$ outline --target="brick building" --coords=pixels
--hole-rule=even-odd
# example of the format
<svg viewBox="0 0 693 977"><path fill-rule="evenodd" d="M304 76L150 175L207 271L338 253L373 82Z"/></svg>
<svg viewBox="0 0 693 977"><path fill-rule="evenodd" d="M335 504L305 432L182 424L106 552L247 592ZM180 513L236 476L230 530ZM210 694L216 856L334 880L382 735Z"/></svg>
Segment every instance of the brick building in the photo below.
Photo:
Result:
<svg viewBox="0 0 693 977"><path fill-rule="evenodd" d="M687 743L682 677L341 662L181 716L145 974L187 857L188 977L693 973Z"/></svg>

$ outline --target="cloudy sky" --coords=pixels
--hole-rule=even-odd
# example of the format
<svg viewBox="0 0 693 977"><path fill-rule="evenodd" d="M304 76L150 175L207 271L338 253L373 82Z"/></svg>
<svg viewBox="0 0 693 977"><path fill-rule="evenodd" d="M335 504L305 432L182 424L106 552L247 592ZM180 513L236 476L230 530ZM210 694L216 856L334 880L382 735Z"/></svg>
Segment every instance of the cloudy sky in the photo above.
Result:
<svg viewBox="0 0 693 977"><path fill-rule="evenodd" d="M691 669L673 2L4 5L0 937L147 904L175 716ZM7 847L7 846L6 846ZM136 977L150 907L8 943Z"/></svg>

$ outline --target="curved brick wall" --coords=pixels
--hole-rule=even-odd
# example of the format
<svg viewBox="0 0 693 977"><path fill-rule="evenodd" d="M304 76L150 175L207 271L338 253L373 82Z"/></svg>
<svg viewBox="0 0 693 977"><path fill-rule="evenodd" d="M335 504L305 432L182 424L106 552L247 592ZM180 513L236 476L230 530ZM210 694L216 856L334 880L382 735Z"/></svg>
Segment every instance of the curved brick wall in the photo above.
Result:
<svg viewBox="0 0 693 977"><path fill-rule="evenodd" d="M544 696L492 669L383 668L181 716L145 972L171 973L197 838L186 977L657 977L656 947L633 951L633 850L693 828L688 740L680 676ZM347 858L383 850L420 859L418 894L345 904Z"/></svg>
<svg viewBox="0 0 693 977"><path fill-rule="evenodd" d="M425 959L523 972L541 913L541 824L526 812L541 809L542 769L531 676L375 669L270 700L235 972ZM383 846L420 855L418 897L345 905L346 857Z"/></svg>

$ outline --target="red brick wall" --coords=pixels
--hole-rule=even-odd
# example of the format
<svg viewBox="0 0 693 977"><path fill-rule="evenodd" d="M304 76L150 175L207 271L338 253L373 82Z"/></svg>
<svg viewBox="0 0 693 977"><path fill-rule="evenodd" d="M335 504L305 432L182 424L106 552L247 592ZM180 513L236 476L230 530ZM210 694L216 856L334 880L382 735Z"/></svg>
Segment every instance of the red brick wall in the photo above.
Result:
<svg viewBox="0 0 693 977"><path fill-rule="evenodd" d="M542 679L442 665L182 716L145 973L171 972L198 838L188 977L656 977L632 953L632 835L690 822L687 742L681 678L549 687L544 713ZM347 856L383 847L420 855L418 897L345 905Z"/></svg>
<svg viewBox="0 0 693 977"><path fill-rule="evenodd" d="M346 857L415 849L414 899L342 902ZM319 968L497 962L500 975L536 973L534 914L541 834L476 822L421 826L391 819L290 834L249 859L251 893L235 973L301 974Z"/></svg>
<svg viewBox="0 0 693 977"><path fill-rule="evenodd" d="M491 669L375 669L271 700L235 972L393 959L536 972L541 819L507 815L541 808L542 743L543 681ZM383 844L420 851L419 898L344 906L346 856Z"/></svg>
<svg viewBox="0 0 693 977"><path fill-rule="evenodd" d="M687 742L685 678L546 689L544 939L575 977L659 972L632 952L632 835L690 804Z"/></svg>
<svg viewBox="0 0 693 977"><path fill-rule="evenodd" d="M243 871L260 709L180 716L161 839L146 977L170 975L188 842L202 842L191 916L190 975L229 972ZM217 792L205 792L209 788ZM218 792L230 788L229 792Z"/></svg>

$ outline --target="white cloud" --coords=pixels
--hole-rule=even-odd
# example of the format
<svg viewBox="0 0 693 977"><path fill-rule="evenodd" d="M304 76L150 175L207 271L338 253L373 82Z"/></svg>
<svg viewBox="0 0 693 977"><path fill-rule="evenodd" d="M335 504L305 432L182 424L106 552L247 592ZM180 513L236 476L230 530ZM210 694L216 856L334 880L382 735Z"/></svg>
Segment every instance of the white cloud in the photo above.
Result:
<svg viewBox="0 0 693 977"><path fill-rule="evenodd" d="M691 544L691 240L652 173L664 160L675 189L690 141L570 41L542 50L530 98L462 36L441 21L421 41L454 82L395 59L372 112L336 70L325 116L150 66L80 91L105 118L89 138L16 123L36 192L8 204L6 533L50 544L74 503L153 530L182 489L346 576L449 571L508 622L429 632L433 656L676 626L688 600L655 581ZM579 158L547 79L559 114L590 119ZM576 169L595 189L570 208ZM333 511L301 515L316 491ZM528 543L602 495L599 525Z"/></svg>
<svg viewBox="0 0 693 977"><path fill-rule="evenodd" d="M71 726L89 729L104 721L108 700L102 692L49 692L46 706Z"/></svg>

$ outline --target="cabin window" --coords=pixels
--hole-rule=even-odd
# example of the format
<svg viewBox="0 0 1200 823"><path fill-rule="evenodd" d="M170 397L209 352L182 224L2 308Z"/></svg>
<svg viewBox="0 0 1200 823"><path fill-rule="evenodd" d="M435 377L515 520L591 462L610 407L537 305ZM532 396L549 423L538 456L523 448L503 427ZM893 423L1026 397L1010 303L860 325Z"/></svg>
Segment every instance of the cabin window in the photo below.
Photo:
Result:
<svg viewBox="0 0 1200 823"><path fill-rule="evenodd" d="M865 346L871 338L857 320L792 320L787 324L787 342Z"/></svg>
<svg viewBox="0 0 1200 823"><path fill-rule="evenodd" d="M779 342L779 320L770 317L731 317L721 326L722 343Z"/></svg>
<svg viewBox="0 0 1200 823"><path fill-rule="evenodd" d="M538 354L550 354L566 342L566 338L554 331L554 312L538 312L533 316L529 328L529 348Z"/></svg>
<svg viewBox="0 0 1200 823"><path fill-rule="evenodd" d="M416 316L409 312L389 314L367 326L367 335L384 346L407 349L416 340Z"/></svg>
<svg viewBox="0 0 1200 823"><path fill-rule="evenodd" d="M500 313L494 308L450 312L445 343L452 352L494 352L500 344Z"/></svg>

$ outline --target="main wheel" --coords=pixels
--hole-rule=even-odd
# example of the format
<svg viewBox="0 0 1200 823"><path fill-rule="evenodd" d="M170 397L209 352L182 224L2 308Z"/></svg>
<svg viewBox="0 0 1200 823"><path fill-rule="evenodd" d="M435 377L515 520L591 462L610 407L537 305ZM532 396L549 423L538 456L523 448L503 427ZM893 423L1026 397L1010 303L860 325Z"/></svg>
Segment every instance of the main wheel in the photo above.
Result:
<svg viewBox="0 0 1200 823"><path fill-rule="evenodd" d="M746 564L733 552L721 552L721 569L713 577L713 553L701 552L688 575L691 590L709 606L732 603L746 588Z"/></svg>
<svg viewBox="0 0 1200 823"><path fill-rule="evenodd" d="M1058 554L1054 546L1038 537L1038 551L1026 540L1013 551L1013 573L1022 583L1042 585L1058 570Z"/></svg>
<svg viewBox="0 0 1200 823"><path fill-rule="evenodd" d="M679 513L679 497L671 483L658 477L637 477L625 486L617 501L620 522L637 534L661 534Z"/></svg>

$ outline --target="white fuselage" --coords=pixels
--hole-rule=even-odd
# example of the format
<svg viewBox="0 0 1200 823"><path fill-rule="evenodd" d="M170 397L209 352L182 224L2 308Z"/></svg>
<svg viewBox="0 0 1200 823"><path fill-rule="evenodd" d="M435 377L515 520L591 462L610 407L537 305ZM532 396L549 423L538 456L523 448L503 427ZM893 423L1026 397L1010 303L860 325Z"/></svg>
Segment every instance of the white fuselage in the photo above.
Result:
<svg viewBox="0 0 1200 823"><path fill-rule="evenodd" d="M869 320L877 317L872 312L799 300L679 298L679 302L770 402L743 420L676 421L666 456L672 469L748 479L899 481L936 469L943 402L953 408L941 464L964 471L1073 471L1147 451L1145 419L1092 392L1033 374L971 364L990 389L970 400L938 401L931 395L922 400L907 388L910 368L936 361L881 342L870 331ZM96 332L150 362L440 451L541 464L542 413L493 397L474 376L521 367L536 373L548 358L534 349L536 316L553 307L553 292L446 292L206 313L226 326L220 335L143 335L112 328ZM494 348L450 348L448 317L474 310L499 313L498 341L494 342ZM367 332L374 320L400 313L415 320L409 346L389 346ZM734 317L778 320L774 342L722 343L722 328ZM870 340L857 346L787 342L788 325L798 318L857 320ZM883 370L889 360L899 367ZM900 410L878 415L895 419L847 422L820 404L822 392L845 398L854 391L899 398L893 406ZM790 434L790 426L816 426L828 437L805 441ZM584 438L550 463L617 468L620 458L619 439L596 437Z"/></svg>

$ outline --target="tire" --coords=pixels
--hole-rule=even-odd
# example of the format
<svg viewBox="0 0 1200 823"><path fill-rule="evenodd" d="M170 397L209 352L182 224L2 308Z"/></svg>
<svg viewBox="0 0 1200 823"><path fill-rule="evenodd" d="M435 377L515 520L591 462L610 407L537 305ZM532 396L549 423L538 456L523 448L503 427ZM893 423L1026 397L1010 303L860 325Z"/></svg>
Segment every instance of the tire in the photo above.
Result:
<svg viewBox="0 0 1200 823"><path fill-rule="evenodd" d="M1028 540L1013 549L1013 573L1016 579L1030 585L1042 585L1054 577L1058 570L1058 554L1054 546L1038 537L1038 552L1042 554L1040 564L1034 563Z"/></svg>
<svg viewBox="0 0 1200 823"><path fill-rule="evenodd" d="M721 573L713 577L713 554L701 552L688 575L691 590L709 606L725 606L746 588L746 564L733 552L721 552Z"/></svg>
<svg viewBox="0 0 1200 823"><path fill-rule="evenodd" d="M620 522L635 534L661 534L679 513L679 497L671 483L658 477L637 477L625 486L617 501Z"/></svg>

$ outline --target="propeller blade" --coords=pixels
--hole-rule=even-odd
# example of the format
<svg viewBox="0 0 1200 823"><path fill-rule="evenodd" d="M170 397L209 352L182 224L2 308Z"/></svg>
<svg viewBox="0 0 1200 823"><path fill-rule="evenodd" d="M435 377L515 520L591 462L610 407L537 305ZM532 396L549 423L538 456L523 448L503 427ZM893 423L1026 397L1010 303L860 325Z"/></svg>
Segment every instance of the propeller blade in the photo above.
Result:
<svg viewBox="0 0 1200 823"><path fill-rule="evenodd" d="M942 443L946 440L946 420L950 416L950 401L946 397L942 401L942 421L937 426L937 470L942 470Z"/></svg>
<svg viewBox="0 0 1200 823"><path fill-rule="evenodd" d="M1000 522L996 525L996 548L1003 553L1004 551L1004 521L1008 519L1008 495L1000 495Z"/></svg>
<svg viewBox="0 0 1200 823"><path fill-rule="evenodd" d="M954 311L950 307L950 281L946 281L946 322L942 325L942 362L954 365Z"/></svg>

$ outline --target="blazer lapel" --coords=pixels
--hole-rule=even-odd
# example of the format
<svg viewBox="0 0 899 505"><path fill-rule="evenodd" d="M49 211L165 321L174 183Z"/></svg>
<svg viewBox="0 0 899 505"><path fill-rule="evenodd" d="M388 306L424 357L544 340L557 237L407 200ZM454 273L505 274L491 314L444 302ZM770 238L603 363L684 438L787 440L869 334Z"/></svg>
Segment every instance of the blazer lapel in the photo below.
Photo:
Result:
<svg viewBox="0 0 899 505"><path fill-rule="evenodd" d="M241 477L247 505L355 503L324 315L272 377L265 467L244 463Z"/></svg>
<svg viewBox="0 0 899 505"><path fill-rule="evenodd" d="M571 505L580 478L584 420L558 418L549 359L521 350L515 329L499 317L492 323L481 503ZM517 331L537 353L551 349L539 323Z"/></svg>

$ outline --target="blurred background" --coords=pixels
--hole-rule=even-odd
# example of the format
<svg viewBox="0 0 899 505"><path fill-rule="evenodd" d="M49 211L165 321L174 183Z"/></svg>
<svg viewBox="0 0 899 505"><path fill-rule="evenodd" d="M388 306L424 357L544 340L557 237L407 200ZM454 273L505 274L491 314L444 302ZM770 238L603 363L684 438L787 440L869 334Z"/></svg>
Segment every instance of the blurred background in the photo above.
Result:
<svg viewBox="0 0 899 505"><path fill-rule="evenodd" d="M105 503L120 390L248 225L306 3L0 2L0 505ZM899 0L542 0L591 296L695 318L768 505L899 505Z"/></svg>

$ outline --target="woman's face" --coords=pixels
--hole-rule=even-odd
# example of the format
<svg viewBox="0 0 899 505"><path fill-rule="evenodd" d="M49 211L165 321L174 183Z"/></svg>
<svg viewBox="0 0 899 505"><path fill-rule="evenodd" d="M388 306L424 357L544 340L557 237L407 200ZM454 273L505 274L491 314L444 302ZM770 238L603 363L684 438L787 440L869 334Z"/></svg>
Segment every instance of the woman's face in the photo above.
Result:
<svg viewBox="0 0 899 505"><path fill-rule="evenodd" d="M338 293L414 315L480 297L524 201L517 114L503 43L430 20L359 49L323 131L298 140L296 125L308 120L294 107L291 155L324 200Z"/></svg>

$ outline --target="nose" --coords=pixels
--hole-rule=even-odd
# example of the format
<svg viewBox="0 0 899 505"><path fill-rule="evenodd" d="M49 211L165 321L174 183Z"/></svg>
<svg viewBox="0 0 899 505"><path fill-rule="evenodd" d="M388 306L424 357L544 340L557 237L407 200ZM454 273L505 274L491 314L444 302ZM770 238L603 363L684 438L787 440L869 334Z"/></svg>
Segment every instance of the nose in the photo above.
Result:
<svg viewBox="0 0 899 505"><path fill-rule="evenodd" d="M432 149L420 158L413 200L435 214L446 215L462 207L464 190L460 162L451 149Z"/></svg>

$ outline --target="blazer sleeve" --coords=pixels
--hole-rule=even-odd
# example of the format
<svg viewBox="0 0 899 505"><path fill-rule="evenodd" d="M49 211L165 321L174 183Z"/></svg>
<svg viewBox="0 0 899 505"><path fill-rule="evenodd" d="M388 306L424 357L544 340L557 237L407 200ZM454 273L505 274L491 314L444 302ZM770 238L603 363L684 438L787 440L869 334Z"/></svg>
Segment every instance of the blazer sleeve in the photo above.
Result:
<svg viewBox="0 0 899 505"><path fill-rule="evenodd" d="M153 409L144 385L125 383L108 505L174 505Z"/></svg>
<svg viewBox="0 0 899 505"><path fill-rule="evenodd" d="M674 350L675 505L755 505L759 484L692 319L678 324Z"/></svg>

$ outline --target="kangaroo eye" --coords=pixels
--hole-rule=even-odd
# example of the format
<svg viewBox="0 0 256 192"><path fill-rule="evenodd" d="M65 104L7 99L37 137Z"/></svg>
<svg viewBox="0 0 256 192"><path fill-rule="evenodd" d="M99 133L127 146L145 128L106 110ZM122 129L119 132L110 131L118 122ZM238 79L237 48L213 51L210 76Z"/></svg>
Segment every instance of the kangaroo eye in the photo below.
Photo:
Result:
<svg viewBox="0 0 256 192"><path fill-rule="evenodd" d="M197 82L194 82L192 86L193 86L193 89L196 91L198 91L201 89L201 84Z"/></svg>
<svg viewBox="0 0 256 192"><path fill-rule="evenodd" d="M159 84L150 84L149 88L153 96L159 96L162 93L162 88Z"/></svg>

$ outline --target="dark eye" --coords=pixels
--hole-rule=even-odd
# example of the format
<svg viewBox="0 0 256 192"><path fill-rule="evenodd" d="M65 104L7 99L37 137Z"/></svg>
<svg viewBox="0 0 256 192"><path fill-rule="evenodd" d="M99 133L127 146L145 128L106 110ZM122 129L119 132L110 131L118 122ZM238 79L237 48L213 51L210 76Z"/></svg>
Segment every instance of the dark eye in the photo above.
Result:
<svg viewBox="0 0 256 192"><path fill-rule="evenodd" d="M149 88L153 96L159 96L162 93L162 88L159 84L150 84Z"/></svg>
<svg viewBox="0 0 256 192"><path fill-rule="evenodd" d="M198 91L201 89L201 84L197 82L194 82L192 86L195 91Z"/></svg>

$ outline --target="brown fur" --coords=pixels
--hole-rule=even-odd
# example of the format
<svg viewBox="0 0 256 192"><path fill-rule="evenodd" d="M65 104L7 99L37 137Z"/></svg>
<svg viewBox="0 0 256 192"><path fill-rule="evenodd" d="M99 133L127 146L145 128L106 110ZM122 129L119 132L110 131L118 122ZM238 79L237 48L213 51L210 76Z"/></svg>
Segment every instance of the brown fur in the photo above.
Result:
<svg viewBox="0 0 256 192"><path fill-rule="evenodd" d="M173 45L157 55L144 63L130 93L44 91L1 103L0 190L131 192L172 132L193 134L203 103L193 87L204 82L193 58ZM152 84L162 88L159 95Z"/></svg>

-- Problem statement --
Copy the records from the start through the line containing "669L673 2L4 5L0", swapping "cloudy sky" for "overcast sky" and keeping everything else the same.

-- Result of this task --
$ outline --target="brick building" --coords=pixels
--hole-rule=even-odd
# example of the format
<svg viewBox="0 0 693 977"><path fill-rule="evenodd" d="M304 76L150 175L207 271L338 253L373 82Z"/></svg>
<svg viewBox="0 0 693 977"><path fill-rule="evenodd" d="M335 504L305 432L182 424L106 552L247 592ZM180 513L236 476L230 530ZM210 694L216 856L334 880L382 735Z"/></svg>
Segment every instance of the brick building in the photo below.
Photo:
Result:
<svg viewBox="0 0 693 977"><path fill-rule="evenodd" d="M687 743L682 677L341 662L181 716L145 974L187 857L188 977L693 973Z"/></svg>

$ outline --target="overcast sky" --coords=pixels
--hole-rule=even-odd
# example of the format
<svg viewBox="0 0 693 977"><path fill-rule="evenodd" d="M304 76L150 175L207 271L338 253L373 82Z"/></svg>
<svg viewBox="0 0 693 977"><path fill-rule="evenodd" d="M335 504L305 432L182 424L106 552L247 592ZM180 513L236 476L230 530ZM210 694L216 856L334 880L382 735Z"/></svg>
Segment every instance of the overcast sky in the photo above.
Result:
<svg viewBox="0 0 693 977"><path fill-rule="evenodd" d="M691 669L673 2L4 5L0 937L147 904L175 716ZM7 847L7 846L6 846ZM136 977L150 907L8 943Z"/></svg>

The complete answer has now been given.